> _WHAT IS REQUIRED_
Using the data below, return the stretch from the line that contains "Query: pink flip flop" through the line that contains "Query: white knee sock", both included, exactly as it stands and nothing beyond it.

+===+

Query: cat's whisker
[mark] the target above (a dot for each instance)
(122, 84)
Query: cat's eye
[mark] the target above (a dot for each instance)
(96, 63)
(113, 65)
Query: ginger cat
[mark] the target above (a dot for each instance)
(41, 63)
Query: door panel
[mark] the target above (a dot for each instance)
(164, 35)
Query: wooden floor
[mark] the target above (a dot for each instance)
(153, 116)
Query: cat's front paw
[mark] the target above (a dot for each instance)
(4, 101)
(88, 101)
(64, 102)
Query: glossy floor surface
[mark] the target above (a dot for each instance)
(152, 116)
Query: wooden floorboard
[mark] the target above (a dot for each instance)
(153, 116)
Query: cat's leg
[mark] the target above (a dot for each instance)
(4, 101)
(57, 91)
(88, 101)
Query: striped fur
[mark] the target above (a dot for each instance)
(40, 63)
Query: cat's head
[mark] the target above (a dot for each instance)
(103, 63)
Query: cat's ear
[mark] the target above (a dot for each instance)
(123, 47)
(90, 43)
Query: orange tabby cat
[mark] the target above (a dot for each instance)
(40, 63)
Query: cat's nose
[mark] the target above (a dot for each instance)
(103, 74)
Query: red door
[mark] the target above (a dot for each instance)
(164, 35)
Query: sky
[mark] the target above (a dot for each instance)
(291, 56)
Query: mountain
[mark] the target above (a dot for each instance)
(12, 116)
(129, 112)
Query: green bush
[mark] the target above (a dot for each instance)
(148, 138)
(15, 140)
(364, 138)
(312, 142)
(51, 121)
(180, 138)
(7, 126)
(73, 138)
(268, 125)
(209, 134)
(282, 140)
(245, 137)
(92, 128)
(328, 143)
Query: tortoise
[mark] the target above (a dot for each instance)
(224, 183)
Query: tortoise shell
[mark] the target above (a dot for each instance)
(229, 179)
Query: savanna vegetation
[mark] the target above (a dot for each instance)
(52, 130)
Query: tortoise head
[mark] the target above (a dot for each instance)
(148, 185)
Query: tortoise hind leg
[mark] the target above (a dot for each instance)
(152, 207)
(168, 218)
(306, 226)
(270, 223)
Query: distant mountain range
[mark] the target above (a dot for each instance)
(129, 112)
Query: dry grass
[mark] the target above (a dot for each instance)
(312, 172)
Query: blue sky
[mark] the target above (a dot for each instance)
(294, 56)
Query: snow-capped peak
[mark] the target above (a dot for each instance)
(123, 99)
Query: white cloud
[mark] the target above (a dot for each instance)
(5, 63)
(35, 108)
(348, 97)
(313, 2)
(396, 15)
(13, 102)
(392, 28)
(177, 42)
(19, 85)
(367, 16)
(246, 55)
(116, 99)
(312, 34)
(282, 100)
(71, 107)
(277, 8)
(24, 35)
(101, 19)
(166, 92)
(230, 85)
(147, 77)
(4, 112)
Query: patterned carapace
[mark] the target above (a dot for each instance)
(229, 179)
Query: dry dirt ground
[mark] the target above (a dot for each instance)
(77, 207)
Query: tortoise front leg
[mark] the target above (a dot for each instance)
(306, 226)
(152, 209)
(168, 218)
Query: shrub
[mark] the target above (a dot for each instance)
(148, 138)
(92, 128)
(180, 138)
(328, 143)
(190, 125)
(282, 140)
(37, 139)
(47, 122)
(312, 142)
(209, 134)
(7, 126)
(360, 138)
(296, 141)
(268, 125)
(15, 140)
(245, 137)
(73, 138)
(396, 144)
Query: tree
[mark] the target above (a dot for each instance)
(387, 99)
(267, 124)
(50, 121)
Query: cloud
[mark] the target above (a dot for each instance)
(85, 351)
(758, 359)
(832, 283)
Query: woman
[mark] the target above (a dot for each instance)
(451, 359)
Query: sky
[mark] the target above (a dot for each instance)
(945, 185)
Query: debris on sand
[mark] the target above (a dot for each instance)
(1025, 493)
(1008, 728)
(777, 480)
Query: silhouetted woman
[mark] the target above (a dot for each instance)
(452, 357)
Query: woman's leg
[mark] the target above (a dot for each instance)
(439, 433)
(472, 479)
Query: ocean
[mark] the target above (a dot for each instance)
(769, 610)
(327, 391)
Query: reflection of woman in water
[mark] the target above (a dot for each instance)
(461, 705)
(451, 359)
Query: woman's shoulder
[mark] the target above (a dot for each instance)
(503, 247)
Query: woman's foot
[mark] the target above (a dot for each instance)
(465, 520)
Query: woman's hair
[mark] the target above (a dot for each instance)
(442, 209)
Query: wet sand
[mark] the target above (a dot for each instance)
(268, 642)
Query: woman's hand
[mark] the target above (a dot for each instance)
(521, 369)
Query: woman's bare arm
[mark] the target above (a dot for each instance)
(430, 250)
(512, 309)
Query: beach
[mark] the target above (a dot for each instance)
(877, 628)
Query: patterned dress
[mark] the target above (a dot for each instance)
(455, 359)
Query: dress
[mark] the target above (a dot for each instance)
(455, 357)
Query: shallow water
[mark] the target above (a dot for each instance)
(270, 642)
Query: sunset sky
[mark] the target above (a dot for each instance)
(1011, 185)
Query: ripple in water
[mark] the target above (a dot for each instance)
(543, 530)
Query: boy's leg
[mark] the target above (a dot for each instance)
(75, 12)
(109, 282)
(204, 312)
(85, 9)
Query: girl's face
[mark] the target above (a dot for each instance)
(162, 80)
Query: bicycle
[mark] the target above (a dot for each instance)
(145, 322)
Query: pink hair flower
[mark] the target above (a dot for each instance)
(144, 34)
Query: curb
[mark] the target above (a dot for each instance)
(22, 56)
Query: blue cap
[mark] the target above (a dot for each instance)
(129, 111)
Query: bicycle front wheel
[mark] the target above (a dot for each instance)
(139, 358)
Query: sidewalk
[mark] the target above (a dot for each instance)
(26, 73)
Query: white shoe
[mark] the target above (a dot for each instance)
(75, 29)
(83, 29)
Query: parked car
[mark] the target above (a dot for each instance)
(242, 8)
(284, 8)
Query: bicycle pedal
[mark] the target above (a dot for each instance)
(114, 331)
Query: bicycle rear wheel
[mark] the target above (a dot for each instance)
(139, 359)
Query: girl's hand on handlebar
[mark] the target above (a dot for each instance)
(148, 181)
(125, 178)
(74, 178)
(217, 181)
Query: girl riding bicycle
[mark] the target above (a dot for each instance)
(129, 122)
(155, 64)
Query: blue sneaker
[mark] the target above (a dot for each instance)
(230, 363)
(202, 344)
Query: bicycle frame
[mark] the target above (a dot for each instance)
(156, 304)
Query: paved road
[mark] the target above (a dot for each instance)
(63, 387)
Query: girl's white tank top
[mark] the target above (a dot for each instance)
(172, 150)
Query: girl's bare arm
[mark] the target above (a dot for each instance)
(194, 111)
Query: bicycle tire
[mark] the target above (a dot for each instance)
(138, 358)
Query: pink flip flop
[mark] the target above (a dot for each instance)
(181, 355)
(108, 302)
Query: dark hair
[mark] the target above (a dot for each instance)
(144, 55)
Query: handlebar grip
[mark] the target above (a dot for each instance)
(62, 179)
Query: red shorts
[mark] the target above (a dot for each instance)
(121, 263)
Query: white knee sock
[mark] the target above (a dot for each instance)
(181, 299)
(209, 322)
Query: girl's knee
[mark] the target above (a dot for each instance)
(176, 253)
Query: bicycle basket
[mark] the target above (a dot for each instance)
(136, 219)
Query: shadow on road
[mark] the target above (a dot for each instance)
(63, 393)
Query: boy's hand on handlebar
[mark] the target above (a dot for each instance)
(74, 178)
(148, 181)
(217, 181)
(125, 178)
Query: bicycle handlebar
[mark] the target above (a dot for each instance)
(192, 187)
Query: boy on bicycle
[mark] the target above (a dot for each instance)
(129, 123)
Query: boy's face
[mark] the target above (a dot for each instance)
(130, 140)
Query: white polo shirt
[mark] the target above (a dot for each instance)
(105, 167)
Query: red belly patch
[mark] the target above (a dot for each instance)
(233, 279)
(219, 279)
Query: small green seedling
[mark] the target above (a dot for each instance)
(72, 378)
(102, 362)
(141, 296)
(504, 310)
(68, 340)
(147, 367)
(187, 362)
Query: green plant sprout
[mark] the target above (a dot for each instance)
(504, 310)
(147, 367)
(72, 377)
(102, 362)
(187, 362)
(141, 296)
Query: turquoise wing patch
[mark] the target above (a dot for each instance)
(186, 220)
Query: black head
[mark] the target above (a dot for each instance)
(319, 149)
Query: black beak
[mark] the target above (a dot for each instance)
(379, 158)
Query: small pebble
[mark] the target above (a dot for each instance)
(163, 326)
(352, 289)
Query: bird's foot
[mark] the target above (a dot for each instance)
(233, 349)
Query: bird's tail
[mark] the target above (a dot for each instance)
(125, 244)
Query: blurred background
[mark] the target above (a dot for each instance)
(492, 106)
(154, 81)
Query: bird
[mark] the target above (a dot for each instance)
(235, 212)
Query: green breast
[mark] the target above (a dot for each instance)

+===+

> _ANSWER TO THE EXERCISE_
Query: pink flip flop
[mark] the target above (a dot for each instance)
(181, 355)
(108, 302)
Query: dark hair
[mark] the target above (a dot for each instance)
(144, 55)
Query: handlebar grip
[mark] the target above (a dot for each instance)
(62, 179)
Query: red shorts
[mark] the target above (a dot for each instance)
(121, 263)
Query: white knee sock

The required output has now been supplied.